• 課題:
下にあるSNSセミナーの本文を、一字も変えずに最初から最後まで抜き出してください。

• 本文:

★ ★ ★ ★

スマートフォンが普及し、日本におけるSNS利用者は2022年末では8000万人を越えたというデータもあります。SNSの利用が当たり前になってきている一方で、情報漏洩や炎上被害等のデジタルリスクも増加の傾向にあり、軽い気持ちで配信した不適切な動画によって、裁判になるケースや損害賠償を請求される事例も報道されています。

今回のセミナーでは、SNSの利用が企業や社会にもたらす影響をきちんと理解する重要性と、使用する一人ひとりのネットリテラシーを高める必要性といった基礎的な内容を説明いただくとともに、ショートトピックスとして、昨今増えてきている各種SNS(例:X、Instagram、LINE)の特徴や、企業としての使い分け、日米の違い等についてもご紹介いただきました。

★ ★ ★ ★

• 提供資料:

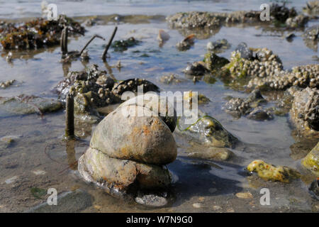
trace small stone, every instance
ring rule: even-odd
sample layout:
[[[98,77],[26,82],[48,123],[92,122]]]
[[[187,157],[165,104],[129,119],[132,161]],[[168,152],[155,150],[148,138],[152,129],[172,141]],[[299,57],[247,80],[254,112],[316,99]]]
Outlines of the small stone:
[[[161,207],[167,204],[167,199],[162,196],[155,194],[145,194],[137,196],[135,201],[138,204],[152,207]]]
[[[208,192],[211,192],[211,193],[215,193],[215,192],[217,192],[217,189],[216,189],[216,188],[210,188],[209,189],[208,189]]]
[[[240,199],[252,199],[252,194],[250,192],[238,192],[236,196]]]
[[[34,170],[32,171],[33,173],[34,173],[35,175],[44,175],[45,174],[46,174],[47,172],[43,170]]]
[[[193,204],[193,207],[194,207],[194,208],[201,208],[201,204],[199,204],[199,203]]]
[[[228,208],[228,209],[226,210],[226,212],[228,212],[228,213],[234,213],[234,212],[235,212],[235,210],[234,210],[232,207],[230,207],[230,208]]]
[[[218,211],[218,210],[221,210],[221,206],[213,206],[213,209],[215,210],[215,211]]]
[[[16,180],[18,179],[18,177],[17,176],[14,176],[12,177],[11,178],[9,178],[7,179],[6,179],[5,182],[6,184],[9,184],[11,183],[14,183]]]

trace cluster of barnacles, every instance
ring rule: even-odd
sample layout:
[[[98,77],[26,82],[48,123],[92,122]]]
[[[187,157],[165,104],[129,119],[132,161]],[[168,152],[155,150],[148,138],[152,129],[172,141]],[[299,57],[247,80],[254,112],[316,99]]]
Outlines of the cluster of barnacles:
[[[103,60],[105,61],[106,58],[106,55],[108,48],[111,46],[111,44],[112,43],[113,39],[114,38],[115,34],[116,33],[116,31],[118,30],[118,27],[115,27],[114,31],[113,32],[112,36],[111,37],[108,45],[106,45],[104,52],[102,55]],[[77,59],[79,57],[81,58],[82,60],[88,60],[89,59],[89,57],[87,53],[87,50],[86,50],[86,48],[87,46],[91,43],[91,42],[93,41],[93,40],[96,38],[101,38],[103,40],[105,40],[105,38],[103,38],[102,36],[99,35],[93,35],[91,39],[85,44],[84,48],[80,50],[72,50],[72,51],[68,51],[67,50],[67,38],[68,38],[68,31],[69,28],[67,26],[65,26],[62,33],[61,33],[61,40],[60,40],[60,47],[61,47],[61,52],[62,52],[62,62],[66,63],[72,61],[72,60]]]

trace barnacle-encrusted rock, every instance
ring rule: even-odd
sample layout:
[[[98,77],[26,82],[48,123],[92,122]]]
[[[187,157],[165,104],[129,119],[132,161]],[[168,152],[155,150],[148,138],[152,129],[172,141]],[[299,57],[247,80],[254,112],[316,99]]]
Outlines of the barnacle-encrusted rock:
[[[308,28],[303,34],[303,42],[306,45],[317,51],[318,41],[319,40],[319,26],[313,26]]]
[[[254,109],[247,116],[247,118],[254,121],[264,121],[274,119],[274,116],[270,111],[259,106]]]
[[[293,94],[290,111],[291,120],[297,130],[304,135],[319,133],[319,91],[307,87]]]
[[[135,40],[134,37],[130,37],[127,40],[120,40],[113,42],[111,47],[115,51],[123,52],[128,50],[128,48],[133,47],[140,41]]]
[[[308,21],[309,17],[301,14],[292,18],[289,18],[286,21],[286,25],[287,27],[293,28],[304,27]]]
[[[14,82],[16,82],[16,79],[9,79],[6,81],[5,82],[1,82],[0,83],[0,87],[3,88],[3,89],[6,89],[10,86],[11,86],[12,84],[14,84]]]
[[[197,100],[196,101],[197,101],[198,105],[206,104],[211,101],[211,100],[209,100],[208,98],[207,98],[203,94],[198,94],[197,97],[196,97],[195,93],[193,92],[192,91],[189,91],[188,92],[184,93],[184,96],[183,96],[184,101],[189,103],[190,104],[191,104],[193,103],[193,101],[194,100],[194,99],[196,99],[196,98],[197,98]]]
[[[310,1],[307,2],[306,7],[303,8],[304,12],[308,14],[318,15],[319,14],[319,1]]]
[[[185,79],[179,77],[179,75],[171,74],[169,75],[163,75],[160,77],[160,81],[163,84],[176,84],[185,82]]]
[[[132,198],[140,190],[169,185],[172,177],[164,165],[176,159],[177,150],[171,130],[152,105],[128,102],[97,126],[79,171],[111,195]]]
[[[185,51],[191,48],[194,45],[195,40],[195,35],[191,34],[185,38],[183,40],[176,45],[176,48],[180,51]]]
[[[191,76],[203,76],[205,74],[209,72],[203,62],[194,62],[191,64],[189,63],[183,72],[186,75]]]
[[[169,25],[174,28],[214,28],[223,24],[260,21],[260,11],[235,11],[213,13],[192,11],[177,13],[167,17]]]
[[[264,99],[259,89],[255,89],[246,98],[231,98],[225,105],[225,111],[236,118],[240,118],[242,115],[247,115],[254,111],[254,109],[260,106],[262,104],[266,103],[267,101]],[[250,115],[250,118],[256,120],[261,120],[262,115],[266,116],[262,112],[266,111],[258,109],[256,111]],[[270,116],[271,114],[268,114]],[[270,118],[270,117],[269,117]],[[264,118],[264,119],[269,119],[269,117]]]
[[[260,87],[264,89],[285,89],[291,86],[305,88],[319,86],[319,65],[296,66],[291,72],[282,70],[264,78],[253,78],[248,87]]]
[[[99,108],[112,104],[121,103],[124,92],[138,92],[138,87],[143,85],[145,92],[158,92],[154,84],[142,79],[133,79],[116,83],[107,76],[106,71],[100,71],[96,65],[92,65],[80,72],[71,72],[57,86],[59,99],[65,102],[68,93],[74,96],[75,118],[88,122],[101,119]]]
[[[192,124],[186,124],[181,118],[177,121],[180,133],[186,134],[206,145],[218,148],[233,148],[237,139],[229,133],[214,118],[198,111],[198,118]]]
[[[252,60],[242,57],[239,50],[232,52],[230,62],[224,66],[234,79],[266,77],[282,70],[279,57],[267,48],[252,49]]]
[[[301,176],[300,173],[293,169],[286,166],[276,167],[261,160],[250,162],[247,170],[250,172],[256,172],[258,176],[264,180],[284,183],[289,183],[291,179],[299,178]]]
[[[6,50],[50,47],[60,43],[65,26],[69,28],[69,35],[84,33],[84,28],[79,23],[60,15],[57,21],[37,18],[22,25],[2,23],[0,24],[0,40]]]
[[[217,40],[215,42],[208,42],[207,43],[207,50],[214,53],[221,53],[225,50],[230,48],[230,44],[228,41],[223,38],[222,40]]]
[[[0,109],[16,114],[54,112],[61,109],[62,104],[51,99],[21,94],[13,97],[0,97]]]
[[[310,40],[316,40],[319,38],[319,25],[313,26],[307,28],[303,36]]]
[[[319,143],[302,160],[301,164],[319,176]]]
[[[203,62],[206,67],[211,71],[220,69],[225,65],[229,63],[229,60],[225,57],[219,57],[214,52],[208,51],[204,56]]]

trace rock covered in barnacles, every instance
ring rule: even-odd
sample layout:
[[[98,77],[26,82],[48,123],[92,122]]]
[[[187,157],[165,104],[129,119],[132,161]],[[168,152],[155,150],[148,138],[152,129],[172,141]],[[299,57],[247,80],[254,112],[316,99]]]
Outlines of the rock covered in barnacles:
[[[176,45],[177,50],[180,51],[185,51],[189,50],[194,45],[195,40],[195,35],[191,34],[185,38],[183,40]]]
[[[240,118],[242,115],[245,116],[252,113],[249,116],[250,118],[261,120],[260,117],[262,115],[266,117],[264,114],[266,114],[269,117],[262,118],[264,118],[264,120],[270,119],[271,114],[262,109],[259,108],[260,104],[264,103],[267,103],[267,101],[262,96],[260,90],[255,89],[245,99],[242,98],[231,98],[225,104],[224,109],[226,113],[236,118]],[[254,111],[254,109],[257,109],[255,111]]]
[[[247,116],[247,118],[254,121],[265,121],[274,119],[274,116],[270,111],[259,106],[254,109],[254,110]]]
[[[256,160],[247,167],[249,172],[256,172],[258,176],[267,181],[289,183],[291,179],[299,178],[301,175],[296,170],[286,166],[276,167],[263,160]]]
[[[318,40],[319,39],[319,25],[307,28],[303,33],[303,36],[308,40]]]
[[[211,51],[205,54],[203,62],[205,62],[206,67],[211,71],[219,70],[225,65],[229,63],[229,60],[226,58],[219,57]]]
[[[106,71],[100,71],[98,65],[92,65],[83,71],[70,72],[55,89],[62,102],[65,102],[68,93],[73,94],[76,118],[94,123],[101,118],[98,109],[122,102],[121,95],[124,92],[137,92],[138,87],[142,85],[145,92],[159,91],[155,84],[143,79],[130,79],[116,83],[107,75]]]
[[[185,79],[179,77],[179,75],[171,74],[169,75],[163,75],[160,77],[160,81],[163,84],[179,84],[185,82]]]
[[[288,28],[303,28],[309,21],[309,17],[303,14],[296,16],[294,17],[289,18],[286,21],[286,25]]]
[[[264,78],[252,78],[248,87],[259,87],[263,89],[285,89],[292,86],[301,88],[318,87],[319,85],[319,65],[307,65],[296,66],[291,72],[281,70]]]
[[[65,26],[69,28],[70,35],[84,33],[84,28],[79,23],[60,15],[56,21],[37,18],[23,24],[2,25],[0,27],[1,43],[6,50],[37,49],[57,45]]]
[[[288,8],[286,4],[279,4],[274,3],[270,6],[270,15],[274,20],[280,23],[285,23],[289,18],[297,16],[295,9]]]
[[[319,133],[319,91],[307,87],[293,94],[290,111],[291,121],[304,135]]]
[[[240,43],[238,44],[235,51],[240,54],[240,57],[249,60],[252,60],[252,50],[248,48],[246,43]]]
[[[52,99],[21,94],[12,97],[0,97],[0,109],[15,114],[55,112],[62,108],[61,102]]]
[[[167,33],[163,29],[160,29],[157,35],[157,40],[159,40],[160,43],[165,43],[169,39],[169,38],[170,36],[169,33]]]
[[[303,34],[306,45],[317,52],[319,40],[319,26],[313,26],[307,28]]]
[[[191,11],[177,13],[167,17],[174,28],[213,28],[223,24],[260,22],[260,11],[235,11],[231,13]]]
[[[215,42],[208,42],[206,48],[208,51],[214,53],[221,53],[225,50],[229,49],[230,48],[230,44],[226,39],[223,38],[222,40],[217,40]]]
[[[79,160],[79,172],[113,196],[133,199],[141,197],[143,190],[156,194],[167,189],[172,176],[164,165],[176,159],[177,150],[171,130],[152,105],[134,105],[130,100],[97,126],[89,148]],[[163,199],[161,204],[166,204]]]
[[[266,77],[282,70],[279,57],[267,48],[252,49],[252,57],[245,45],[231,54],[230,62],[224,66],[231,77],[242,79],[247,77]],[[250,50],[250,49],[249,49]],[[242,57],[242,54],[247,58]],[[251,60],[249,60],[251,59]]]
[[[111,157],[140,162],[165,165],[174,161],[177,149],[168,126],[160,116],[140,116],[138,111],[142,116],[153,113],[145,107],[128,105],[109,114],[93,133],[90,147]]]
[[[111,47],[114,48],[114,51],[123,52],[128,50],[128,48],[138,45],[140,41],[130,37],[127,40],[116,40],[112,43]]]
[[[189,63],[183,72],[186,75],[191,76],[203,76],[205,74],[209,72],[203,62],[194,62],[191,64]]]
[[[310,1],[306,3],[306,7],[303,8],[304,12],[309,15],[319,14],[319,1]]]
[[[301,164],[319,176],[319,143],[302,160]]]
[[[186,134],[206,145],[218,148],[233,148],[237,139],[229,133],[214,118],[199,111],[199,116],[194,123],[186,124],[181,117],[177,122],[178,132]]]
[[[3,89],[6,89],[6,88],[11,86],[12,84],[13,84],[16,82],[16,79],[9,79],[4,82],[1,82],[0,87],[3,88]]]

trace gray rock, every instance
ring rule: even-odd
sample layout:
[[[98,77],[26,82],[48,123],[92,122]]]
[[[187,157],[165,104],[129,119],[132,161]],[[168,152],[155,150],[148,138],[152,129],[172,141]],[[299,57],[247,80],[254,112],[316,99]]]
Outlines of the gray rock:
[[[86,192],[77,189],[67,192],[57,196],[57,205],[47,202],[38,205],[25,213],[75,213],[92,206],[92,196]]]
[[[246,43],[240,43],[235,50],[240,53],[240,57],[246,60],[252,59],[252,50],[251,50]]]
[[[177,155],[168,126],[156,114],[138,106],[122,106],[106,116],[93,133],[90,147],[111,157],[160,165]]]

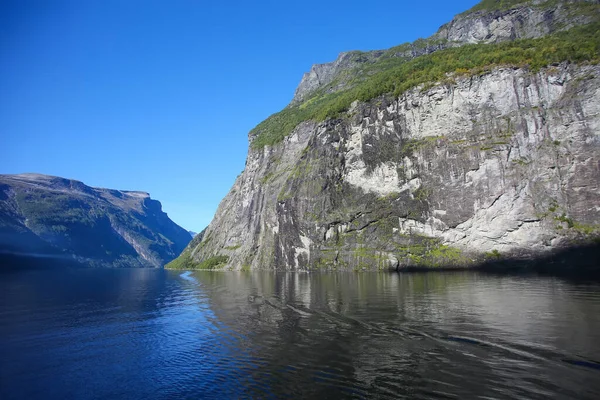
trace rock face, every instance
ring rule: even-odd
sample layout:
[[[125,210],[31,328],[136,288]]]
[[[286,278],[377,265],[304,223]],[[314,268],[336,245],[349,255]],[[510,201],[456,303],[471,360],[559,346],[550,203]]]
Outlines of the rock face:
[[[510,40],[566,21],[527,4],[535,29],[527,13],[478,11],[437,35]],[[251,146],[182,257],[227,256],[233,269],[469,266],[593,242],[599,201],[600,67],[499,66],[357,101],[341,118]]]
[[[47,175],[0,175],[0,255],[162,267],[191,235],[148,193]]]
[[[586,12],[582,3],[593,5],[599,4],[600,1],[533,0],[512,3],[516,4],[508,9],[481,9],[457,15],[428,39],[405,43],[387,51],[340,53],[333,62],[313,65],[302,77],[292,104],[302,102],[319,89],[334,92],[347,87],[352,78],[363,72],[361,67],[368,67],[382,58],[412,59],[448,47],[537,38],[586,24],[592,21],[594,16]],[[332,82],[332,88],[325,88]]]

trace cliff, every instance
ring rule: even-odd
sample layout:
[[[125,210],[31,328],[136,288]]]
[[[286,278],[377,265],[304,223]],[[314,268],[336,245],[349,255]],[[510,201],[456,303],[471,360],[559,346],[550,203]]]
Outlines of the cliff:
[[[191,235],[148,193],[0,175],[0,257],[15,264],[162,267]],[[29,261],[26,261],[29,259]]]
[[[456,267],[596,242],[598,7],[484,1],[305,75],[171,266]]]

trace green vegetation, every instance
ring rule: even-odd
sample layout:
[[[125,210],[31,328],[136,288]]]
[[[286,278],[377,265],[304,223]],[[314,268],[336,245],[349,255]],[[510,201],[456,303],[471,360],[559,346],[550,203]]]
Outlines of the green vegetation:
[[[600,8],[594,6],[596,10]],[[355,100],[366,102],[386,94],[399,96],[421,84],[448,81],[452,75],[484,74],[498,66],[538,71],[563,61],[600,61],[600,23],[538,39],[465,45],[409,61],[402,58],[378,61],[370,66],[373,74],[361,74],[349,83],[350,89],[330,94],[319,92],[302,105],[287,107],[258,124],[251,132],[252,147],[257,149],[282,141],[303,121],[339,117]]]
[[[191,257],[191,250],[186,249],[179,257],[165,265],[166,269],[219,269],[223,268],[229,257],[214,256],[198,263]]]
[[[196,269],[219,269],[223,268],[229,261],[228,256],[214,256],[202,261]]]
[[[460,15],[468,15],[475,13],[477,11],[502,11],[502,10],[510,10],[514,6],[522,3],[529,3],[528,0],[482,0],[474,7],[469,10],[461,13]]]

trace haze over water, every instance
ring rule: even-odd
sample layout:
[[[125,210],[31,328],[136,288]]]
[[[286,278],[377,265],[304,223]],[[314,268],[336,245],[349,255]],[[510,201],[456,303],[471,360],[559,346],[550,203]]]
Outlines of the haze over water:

★ ★ ★ ★

• 出力結果:
スマートフォンが普及し、日本におけるSNS利用者は2022年末では8000万人を越えたというデータもあります。SNSの利用が当たり前になってきている一方で、情報漏洩や炎上被害等のデジタルリスクも増加の傾向にあり、軽い気持ちで配信した不適切な動画によって、裁判になるケースや損害賠償を請求される事例も報道されています。

今回のセミナーでは、SNSの利用が企業や社会にもたらす影響をきちんと理解する重要性と、使用する一人ひとりのネットリテラシーを高める必要性といった基礎的な内容を説明いただくとともに、ショートトピックスとして、昨今増えてきている各種SNS(例:X、Instagram、LINE)の特徴や、企業としての使い分け、日米の違い等についてもご紹介いただきました。